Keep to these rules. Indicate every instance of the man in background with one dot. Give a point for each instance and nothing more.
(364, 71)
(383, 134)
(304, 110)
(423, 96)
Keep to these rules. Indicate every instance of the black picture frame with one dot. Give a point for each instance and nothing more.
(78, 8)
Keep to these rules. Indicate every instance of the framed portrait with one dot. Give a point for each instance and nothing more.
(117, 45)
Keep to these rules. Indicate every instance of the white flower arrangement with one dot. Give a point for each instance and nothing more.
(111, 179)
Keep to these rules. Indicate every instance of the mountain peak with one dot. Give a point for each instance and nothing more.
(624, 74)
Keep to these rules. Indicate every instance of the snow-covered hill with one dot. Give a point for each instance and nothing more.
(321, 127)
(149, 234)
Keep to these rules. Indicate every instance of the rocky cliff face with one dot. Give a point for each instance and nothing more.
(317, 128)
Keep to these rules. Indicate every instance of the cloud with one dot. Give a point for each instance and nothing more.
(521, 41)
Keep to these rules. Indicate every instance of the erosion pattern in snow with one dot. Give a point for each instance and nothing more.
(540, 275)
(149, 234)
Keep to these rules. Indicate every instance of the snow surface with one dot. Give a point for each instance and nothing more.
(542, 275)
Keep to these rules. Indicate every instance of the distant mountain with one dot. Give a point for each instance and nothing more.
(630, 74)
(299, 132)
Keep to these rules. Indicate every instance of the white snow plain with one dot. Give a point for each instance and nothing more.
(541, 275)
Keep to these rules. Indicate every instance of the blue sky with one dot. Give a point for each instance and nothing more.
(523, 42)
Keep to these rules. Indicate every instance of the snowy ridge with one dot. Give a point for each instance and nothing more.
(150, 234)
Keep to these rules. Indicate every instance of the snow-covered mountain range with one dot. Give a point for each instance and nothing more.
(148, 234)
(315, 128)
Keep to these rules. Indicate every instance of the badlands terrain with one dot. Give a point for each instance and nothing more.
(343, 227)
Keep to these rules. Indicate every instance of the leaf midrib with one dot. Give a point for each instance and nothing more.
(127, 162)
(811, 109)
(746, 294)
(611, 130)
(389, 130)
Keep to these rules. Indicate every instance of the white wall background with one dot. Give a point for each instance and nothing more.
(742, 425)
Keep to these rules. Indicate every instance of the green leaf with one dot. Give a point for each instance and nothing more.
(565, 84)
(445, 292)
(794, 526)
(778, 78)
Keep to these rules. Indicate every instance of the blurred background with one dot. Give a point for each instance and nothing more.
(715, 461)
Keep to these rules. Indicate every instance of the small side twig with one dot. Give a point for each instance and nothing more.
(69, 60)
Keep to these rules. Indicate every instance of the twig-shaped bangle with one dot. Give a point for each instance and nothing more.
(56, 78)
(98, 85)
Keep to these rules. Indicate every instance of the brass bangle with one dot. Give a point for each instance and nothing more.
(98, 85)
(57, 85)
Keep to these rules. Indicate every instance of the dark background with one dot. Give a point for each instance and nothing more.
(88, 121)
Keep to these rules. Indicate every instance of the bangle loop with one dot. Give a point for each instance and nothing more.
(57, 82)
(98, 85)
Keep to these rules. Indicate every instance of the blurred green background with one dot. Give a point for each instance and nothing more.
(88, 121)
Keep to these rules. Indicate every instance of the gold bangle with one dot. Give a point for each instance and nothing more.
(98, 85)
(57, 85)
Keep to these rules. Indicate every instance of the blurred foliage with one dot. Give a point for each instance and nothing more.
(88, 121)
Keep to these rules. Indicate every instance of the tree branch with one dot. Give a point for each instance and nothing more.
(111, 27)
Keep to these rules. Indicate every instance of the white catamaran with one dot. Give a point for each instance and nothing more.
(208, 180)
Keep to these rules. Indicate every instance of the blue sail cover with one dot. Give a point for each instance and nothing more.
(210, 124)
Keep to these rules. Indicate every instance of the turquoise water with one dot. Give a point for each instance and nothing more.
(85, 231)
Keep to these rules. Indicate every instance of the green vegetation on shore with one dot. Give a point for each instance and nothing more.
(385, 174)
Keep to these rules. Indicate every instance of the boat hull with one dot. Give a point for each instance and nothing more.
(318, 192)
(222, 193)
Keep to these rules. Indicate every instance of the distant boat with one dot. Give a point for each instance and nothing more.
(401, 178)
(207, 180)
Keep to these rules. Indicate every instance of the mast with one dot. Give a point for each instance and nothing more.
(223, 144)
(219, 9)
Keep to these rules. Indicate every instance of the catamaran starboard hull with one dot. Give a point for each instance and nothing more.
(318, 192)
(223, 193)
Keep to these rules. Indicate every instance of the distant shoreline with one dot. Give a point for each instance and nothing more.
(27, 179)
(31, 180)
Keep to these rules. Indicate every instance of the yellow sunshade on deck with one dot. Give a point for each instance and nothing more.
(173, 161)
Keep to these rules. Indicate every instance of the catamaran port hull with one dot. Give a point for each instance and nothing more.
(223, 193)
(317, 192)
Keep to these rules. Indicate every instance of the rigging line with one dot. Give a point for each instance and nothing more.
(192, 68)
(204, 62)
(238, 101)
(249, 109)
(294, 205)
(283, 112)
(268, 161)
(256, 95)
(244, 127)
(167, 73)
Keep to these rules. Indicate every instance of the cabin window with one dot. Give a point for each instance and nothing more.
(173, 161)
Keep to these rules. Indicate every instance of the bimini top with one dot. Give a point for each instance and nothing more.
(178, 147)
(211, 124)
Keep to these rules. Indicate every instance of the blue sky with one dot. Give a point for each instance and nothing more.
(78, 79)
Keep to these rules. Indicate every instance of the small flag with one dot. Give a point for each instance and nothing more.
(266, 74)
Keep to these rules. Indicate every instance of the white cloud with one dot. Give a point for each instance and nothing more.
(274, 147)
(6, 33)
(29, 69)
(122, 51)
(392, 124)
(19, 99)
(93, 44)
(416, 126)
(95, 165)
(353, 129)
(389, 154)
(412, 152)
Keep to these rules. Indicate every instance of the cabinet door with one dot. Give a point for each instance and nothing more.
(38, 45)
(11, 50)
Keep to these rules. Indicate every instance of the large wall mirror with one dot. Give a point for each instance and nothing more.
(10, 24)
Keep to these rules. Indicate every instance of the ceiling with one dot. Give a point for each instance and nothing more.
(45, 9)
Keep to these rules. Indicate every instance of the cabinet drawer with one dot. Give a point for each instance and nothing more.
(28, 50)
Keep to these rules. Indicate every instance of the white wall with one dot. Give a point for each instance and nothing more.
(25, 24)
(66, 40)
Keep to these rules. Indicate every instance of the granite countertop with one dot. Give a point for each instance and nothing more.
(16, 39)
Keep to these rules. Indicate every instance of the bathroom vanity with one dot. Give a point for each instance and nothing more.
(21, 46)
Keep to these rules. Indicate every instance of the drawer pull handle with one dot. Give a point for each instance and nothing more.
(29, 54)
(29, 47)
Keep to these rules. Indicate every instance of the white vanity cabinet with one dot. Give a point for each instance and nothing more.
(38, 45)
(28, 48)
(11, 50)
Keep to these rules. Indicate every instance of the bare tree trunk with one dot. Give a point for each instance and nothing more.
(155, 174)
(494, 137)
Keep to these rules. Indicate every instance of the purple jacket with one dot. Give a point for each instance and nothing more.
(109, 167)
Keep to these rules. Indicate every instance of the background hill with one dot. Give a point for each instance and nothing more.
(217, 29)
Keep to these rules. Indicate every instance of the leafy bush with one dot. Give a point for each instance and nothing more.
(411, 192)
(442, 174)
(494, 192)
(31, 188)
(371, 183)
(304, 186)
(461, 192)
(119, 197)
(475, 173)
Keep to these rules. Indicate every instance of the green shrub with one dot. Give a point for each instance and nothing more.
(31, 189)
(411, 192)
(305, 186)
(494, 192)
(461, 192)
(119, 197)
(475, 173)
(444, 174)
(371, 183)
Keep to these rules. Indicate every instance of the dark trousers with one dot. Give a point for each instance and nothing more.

What the exercise asks: Repeat the material above exactly.

Response for this exercise:
Keep to these rules. Indicate every instance of the man in background with one dot. Give a point for each instance and nothing more.
(364, 71)
(383, 134)
(304, 110)
(423, 96)
Keep to these rules. Indicate every instance of the black picture frame with one dot. Give a point for each instance and nothing more.
(78, 8)
Keep to these rules. Indicate every instance of the framed portrait with one dot. Give a point for each instance and nothing more.
(117, 45)
Keep to these rules. Indicate every instance of the white flower arrangement with one dot. Give a point for each instance and nothing more.
(111, 179)
Keep to these rules. Indicate every instance of the mountain peak with one dot. Give a point for each instance and nothing more.
(624, 74)
Keep to these rules. Indicate every instance of the snow-covered hill with one dot. Give a point for each instance and nothing more.
(321, 127)
(149, 234)
Keep to these rules. Indicate every instance of the rocky cliff face with one dot. Give a point for each instance and nothing more.
(317, 128)
Keep to these rules. Indicate every instance of the cloud with one dot. Give a point for each instance and nothing more.
(521, 41)
Keep to these rules. Indicate every instance of the erosion pattern in snow with one dot. Give a point for each instance and nothing more.
(540, 275)
(149, 234)
Keep to these rules. Indicate every instance of the snow surface with one dot. Give a point for each instance and nothing more.
(542, 275)
Keep to these rules. Indicate every instance of the distant mountain with one dot. Give a point for each instance and nothing more.
(630, 74)
(299, 132)
Keep to these rules. Indicate every instance of the white snow plain with one dot. Give a point for each instance and nothing more.
(541, 275)
Keep to these rules. Indicate every instance of the blue sky with one dot. Give a point for each instance and nothing more.
(523, 42)
Keep to these rules. Indicate every instance of the snowy ridge with one dot. Give a point for each instance and nothing more.
(150, 234)
Keep to these rules. Indicate every instance of the snow-covered mountain range with one dot. Give a point for each instance and nothing more.
(148, 234)
(315, 128)
Keep to these rules. Indicate every instance of the badlands terrain with one dot. Give a point for each instance and nothing more.
(343, 227)
Keep to these rules. Indicate every instance of the leaf midrib with one dot. Give a point for each instance and nothing more.
(127, 162)
(811, 109)
(746, 294)
(611, 130)
(389, 130)
Keep to these rules. Indicate every instance of the white wall background with one dot. Give a point for each instance and nothing more.
(742, 425)
Keep to these rules. Indicate every instance of the green leaf with one dot. Give a point for each instance and nothing more.
(565, 84)
(445, 292)
(794, 526)
(778, 78)
Keep to these rules. Indicate every instance of the blurred background with one dot. Give a point for each instance and nothing more.
(715, 461)
Keep to these rules. Indicate every instance of the small side twig with one dot. Give a point for each instance and nothing more.
(69, 60)
Keep to these rules. Indicate every instance of the twig-shaped bangle with one dot. Give a point for each instance and nothing more.
(56, 78)
(98, 85)
Keep to these rules. Indicate every instance of the brass bangle with one dot. Give a point for each instance and nothing more.
(98, 85)
(57, 85)
Keep to these rules. Indicate every instance of the dark background with one dot. Give a point for each instance and nothing more.
(88, 121)
Keep to these rules. Indicate every instance of the bangle loop with one dot. Give a point for each instance and nothing more.
(57, 82)
(98, 85)
Keep to these rules. Indicate every instance of the blurred green background with one dot. Give a point for each instance and nothing more.
(88, 121)
Keep to these rules. Indicate every instance of the gold bangle with one dot. Give a point for each instance and nothing more.
(98, 85)
(57, 85)
Keep to these rules. Indicate every instance of the blurred foliage with one dot. Give a point for each instance and nothing more.
(88, 121)
Keep to these rules. Indicate every instance of the tree branch with one dot. Give a point for each instance and nothing more.
(111, 27)
Keep to these rules. Indicate every instance of the white catamaran with one dot. Give a point for each instance and nothing more.
(208, 180)
Keep to these rules. Indicate every instance of the blue sail cover with one dot. Give a point for each instance and nothing more.
(210, 124)
Keep to these rules. Indicate every instance of the turquoise water with one dot. Give a point for each instance and nothing more.
(85, 231)
Keep to these rules. Indicate every instance of the green vegetation on shore with one dot. Give a point for each instance and nothing more.
(385, 174)
Keep to these rules. Indicate every instance of the boat hull with one dot. Give a point for each instance and nothing more.
(318, 192)
(222, 193)
Keep to these rules. Indicate every instance of the distant boat with one dot. Give a point for each instance and nothing more.
(401, 178)
(207, 180)
Keep to these rules. Indicate every instance of the mast with one dot. Give a point for each instance and nothing more.
(223, 144)
(219, 9)
Keep to these rules. Indicate every instance of the catamaran starboard hull with one dot. Give a point for each instance and nothing more.
(318, 192)
(223, 193)
Keep to these rules. Indicate every instance of the distant shoreline with one dot. Give a point for each instance and nothing more.
(27, 179)
(31, 180)
Keep to these rules. Indicate every instance of the yellow sunshade on deck with one dot. Give a point for each instance and nothing more.
(173, 161)
Keep to these rules. Indicate every instance of the catamaran port hull with one dot. Give a point for each instance and nothing more.
(223, 193)
(317, 192)
Keep to these rules. Indicate every instance of the rigging line with one dot. Give a point for each instance and nothing more.
(192, 68)
(204, 62)
(238, 101)
(249, 109)
(294, 205)
(283, 112)
(268, 161)
(256, 95)
(244, 127)
(167, 73)
Keep to these rules. Indicate every instance of the cabin window with one dot. Give a point for each instance and nothing more.
(173, 161)
Keep to these rules. Indicate every instance of the bimini top with one dot. Give a point for each instance and nothing more.
(178, 147)
(211, 124)
Keep to these rules. Indicate every instance of the blue sky with one dot. Give a point for each instance and nothing more.
(78, 79)
Keep to these rules. Indicate every instance of the small flag with one dot. Give a point for each instance and nothing more.
(266, 74)
Keep to these rules. Indicate every instance of the white cloud with one dot. Give a point for each instance and nothing more.
(274, 147)
(6, 33)
(29, 69)
(122, 51)
(392, 124)
(19, 99)
(93, 44)
(416, 126)
(95, 165)
(353, 129)
(389, 154)
(412, 152)
Keep to these rules. Indicate every instance of the cabinet door with one dot. Give a point for each instance and nothing more.
(38, 45)
(11, 50)
Keep to these rules. Indicate every instance of the large wall mirror with one dot. Give a point for each instance and nothing more.
(10, 24)
Keep to these rules. Indicate every instance of the ceiling with one dot. Give a point for each instance and nothing more.
(45, 9)
Keep to these rules. Indicate every instance of the cabinet drawer with one dot. Give a point for each instance and nothing more.
(28, 50)
Keep to these rules. Indicate every instance of the white wall with one dot. Give a point for each instance and nothing more.
(25, 24)
(66, 40)
Keep to these rules. Indicate every instance of the granite countertop with one dot. Give a point for each instance and nothing more.
(16, 39)
Keep to these rules. Indicate every instance of the bathroom vanity with one dot. Give a point for each instance and nothing more.
(21, 46)
Keep to these rules. Indicate every instance of the drawer pull handle with one dot. Give a point for each instance and nothing more.
(29, 54)
(29, 47)
Keep to these rules. Indicate every instance of the white vanity cabinet with one dot. Give a point for each instance and nothing more.
(38, 45)
(28, 48)
(11, 50)
Keep to these rules. Indicate every instance of the bare tree trunk with one dot. Give a point for each instance and nothing more.
(155, 174)
(494, 137)
Keep to these rules. Indicate every instance of the purple jacket with one dot. Give a point for each instance and nothing more.
(109, 167)
Keep to these rules. Indicate every instance of the background hill with one dot. Give a point for each instance and nothing more.
(217, 29)
Keep to these rules. Indicate every instance of the leafy bush with one dot. Give a point for each instance and nothing more.
(411, 192)
(442, 174)
(494, 192)
(31, 188)
(371, 183)
(304, 186)
(461, 192)
(119, 197)
(475, 173)
Keep to these rules. Indicate every instance of the green shrub with one dot. Give a point for each instance and nothing more.
(31, 189)
(411, 192)
(305, 186)
(494, 192)
(461, 192)
(119, 197)
(475, 173)
(444, 174)
(371, 183)
Keep to these rules. Indicate every instance of the dark trousers with one dot. Give a point for each instance and nothing more.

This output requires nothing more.